Task:
Copy out, from the data, each line containing the string "provide".

Data for analysis:
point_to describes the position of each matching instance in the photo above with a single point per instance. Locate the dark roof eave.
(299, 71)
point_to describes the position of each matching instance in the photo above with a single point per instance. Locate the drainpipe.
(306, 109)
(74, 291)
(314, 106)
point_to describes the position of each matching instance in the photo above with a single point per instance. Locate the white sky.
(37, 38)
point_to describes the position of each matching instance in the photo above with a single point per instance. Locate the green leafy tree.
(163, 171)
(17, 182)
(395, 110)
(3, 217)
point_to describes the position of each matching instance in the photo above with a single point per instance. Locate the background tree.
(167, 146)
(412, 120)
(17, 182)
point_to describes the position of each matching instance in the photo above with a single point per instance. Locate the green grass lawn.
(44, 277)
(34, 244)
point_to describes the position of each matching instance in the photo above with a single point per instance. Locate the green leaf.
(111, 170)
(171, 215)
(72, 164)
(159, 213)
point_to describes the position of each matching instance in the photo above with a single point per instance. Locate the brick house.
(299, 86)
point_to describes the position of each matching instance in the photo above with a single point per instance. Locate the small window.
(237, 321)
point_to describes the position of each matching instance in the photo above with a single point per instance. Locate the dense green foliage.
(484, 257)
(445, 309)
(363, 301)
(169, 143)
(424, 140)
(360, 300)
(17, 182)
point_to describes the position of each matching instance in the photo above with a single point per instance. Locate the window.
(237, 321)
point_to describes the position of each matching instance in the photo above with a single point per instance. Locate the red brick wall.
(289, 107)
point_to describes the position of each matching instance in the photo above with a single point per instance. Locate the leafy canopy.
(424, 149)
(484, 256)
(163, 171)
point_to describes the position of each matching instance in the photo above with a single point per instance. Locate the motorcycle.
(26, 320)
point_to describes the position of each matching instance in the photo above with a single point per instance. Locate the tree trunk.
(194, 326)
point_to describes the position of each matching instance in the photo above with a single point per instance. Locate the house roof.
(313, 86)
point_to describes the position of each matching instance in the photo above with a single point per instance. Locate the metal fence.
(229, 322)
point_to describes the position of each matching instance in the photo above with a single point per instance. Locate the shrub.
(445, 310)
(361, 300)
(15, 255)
--
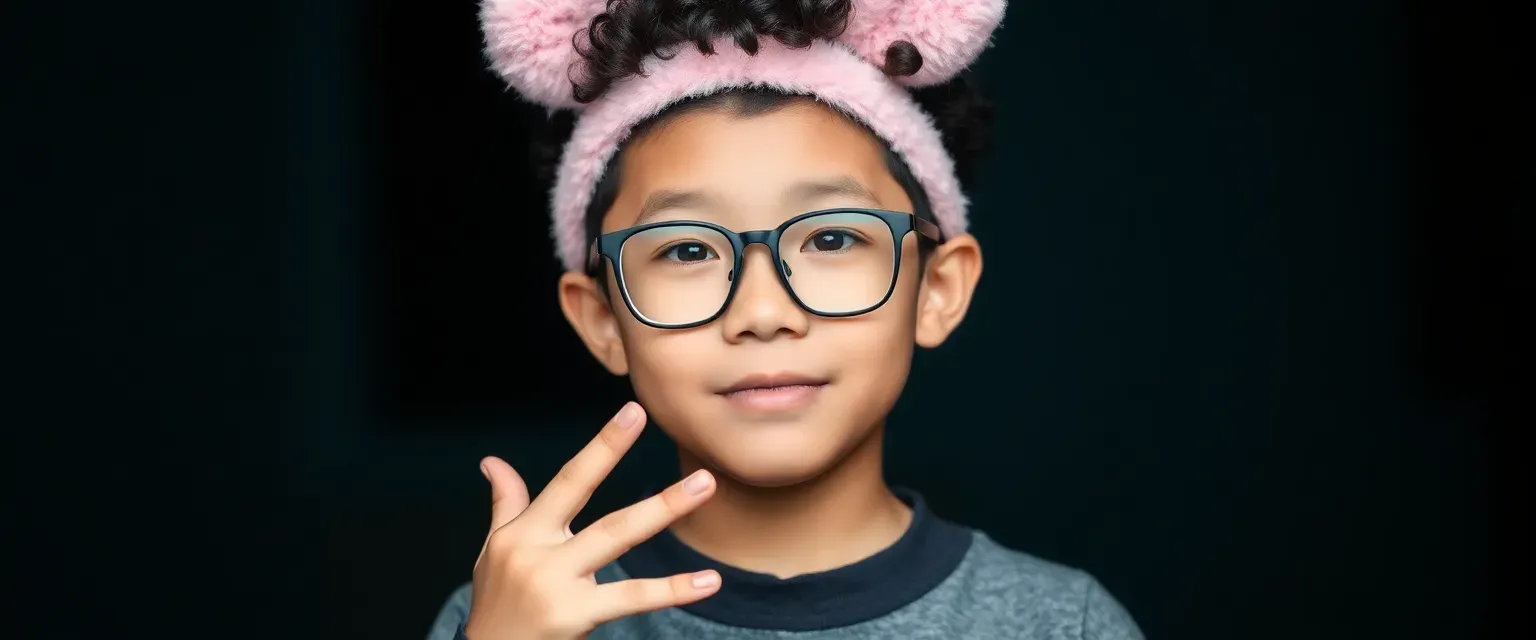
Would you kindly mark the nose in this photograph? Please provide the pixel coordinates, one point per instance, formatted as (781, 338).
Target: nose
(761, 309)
==
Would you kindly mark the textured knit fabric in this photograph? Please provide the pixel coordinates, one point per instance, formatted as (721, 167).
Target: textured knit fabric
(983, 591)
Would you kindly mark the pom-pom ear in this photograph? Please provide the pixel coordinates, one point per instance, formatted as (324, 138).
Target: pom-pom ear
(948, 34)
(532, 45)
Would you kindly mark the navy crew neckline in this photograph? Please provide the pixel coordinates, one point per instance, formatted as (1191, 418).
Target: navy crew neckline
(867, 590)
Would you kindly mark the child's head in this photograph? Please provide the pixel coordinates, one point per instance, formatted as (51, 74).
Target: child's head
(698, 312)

Finished exercise:
Would you kindly mark the nose in this photograph? Please provide the pixel coordinates, one point per instance, formatted as (781, 338).
Would you kindly mark the textured knit fabric in this photograph? Please provide the pixel coordinates, one point per instance, formatted as (721, 167).
Would you kindly mark the pom-pom ear in this photograph? Please provide the pixel coordinates, one point per instance, formatted as (324, 138).
Would you kindly mark the navy crew neckline in this photograph? Please provide the pixel coordinates, one point per instance, formatted as (1191, 418).
Would you kindly mark the child's head in this photograph? Please provide the pixel coordinates, one point per instance, formatted as (51, 74).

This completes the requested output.